>>>>>

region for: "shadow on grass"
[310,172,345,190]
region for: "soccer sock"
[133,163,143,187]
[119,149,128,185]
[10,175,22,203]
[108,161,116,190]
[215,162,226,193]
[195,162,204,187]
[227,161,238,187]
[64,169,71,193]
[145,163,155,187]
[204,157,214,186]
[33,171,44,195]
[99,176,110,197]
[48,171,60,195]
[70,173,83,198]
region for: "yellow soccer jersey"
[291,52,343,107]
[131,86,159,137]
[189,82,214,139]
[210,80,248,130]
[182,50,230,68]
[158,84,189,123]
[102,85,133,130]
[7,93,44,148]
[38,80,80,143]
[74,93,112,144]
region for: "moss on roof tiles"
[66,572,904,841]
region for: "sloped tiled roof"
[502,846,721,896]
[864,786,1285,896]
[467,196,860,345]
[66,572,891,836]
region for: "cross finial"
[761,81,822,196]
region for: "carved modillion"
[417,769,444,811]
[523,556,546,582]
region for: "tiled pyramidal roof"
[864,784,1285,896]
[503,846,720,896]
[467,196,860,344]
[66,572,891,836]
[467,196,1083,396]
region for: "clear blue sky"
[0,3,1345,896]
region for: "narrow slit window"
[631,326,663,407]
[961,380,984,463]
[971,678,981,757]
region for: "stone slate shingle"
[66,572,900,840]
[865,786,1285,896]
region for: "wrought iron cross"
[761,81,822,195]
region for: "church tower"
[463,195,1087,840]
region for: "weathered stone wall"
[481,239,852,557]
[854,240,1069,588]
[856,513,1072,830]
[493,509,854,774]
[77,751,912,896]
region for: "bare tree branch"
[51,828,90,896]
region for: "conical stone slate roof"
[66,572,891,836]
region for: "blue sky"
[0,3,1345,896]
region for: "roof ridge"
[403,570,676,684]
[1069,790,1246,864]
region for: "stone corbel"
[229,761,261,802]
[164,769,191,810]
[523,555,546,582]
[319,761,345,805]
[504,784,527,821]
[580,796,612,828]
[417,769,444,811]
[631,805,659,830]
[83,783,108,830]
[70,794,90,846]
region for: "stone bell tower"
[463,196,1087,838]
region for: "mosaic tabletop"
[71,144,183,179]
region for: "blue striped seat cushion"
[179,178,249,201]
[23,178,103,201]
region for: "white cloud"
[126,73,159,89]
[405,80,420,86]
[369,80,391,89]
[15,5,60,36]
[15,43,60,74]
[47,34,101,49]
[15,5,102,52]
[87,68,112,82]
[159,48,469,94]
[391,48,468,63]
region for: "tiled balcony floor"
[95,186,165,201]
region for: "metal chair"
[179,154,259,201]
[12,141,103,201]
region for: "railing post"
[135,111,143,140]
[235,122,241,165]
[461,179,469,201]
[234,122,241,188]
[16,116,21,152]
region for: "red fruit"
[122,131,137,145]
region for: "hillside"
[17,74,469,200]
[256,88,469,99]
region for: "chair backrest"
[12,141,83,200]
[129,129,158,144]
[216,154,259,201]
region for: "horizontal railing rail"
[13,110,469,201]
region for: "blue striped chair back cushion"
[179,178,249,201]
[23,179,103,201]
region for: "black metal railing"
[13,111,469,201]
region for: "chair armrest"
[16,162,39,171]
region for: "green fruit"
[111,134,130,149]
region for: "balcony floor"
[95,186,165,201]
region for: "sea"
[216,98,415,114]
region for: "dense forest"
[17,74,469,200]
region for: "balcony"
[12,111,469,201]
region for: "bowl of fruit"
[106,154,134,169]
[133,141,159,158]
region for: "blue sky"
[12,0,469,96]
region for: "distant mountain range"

<<<<<

GOAL. Copy out each line above that contains the string "metal". Case counts.

REPLY TO THE TASK.
region for: "metal chair"
region for: "black metal railing"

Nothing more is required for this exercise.